# DATA PROVIDED start

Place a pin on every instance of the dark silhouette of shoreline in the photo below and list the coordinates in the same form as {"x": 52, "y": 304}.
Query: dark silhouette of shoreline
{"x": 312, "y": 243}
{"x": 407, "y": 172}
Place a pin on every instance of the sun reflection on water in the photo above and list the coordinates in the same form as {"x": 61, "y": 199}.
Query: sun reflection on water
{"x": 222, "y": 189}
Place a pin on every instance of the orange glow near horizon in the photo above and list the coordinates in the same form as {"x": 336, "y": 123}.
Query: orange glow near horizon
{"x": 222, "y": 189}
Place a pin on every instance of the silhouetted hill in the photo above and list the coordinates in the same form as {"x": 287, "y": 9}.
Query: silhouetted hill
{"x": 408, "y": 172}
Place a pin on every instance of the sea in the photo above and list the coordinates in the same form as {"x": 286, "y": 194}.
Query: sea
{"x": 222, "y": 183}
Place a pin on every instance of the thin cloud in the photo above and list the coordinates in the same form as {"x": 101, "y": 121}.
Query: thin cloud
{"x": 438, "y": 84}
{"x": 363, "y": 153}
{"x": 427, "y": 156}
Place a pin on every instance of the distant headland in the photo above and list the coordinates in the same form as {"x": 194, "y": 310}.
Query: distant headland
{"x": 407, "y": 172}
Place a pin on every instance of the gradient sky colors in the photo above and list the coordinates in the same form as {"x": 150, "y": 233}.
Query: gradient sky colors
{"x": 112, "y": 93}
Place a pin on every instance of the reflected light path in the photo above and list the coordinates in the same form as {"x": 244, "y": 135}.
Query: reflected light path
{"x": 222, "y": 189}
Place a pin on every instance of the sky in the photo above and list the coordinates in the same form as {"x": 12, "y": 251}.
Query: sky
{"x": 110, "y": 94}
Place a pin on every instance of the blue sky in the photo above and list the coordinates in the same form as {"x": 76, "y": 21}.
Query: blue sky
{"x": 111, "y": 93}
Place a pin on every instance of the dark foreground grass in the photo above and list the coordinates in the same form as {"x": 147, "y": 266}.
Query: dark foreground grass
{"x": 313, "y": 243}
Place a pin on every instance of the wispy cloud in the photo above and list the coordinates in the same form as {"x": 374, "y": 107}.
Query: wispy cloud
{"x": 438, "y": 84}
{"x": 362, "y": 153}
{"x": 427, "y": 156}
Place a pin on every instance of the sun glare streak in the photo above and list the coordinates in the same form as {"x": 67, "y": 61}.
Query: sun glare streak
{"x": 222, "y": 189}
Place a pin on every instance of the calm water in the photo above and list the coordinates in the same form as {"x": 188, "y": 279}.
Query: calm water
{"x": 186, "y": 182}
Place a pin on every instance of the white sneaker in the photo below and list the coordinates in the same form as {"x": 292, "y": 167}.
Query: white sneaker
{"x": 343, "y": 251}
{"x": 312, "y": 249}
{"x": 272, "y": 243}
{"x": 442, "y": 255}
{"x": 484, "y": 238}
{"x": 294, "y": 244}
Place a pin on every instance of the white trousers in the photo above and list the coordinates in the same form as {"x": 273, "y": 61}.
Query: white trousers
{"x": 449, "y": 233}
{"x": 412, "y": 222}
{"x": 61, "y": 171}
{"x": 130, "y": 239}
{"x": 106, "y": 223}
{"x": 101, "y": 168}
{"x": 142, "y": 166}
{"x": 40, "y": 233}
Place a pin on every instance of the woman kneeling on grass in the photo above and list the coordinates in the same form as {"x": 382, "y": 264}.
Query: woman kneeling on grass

# DATA PROVIDED end

Reproduce verbatim every line from the one containing "Place a pin on every instance of the sun glare" through the last line of the rows above, including both of those lines.

» THE SOLUTION:
Place a pin on every instance of the sun glare streak in the photo above and list the coordinates in the same form as {"x": 67, "y": 61}.
Query: sun glare streak
{"x": 222, "y": 189}
Place a pin on every instance of the calm water in the photo above and list the coordinates in the same form as {"x": 188, "y": 279}.
Query: calm water
{"x": 186, "y": 182}
Place a pin on every instance of the white sneaker in the photo below and list the coordinates in the same form as {"x": 292, "y": 167}.
Query: white sneaker
{"x": 343, "y": 251}
{"x": 312, "y": 249}
{"x": 272, "y": 243}
{"x": 442, "y": 255}
{"x": 484, "y": 238}
{"x": 294, "y": 244}
Place a pin on every instance of the white trousers in the photo above and list the coordinates in the same form as {"x": 273, "y": 61}.
Query: white trousers
{"x": 449, "y": 233}
{"x": 412, "y": 222}
{"x": 61, "y": 171}
{"x": 130, "y": 239}
{"x": 106, "y": 223}
{"x": 101, "y": 168}
{"x": 142, "y": 166}
{"x": 40, "y": 233}
Place a pin on every instance of the woman kneeling on grass in the photo above and list the coordinates in the same form as {"x": 382, "y": 264}.
Query: woman kneeling on grass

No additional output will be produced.